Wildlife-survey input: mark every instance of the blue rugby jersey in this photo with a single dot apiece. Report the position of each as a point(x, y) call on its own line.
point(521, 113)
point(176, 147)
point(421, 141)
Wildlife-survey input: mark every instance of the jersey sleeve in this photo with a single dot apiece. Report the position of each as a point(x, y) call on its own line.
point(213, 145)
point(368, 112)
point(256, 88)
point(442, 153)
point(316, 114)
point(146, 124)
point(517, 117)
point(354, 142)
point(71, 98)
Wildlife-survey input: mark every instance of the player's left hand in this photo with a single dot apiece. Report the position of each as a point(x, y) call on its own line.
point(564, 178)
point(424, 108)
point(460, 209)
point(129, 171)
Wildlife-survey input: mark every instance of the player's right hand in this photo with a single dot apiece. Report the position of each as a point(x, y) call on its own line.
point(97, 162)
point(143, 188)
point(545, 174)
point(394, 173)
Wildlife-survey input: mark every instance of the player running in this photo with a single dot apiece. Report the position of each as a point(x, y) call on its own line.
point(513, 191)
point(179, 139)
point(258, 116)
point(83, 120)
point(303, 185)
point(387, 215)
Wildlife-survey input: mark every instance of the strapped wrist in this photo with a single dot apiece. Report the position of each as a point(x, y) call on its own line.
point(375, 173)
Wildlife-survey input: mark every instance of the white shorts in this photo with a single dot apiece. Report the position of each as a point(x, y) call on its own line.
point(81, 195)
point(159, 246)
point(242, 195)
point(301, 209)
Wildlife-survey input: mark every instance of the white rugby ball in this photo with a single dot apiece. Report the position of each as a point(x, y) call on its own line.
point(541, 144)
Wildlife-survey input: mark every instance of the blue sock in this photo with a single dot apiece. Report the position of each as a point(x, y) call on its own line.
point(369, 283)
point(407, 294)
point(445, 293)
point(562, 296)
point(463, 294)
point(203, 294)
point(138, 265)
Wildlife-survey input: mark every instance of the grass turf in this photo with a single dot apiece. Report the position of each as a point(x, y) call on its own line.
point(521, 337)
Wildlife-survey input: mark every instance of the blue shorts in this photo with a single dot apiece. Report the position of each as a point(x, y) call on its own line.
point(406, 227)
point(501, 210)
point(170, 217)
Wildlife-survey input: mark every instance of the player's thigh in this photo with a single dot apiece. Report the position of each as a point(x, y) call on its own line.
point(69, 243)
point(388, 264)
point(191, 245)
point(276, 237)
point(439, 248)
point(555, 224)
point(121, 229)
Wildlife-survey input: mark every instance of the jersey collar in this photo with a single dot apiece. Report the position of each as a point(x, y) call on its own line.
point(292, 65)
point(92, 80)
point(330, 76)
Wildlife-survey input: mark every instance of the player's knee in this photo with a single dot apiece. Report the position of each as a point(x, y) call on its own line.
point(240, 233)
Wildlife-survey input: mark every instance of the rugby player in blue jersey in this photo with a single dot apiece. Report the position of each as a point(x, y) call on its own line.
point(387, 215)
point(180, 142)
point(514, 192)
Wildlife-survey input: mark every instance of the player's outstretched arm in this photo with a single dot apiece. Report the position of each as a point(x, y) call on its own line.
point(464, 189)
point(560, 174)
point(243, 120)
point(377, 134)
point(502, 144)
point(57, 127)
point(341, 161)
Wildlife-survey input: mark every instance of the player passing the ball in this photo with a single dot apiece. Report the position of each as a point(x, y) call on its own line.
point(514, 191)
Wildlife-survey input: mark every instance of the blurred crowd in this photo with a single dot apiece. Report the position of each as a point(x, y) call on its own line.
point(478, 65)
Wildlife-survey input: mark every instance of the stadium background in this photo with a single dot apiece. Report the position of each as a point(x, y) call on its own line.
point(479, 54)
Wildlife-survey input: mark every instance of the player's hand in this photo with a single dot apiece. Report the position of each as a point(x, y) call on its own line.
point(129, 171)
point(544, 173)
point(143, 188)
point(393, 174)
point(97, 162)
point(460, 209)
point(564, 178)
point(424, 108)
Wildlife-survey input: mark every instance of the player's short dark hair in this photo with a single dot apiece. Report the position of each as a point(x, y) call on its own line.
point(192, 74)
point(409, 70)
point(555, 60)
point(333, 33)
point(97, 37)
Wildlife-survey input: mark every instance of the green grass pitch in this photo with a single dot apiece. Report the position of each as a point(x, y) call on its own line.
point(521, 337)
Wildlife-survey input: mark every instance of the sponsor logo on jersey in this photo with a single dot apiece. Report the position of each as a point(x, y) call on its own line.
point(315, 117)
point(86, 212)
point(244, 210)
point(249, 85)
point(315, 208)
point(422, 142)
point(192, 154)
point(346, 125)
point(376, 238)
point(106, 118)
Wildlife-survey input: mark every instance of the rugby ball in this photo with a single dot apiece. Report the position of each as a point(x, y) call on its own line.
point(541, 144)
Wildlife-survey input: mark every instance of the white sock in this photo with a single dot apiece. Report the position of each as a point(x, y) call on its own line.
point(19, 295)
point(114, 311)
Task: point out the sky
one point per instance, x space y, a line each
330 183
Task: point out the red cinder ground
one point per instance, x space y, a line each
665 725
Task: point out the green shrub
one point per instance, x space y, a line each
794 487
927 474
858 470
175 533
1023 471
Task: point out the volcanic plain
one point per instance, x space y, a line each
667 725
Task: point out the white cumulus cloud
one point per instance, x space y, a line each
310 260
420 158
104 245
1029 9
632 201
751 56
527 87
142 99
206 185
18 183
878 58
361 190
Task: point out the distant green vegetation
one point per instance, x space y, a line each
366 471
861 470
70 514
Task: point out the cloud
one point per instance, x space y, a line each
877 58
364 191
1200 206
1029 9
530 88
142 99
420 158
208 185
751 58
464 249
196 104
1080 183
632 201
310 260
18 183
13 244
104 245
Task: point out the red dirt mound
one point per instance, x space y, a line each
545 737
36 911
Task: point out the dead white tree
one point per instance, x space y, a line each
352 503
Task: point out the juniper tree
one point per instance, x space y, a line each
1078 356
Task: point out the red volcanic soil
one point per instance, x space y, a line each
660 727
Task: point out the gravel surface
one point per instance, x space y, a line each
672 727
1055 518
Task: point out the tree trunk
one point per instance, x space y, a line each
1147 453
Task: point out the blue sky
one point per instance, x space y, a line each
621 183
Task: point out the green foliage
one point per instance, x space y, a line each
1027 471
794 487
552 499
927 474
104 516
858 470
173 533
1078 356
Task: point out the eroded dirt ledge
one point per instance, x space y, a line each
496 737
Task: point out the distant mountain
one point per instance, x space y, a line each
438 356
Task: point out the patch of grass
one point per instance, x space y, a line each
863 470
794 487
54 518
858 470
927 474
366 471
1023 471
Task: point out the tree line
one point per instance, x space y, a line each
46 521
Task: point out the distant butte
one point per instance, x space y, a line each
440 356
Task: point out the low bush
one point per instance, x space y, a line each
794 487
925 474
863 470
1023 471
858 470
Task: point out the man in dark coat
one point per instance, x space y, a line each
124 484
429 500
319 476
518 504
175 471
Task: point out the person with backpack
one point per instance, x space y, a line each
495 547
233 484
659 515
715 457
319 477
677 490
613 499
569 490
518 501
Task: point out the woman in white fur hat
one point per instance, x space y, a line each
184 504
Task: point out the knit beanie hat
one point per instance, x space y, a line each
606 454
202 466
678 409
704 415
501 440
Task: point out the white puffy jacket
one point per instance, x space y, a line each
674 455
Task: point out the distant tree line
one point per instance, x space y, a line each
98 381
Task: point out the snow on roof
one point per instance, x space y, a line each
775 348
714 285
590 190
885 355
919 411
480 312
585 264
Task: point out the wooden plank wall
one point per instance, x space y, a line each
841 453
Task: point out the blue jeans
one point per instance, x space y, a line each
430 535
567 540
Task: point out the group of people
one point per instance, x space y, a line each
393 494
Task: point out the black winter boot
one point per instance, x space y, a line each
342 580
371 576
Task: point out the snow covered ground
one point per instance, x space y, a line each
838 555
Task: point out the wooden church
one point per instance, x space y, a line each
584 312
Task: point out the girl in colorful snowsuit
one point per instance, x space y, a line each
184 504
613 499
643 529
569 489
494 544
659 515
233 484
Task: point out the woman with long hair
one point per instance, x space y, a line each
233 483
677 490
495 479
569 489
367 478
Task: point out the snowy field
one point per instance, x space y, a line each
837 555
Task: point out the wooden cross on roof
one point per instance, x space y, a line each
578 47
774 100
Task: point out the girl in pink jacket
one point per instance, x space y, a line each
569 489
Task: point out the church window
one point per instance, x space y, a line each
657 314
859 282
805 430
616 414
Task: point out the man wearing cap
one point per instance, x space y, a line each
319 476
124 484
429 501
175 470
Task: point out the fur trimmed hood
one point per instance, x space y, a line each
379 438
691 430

WHAT THE EXERCISE ASKS
From the entries above, print the lines beginning at the one with "Task: point out the distant green vegetation" and stopping after the one with "Task: point out the red dirt mound", exactly as written and with nothing else.

RESULT
Task: point out the distant green vegetation
one point per instance, x space y, a line each
366 471
861 470
70 514
Task: point out the cloud
one point per instance, x space y, a line each
877 58
364 191
1200 206
1029 9
530 88
142 99
420 158
208 185
751 58
464 249
196 104
1080 183
632 201
310 260
18 183
13 244
104 245
Task: point out the red dirt mound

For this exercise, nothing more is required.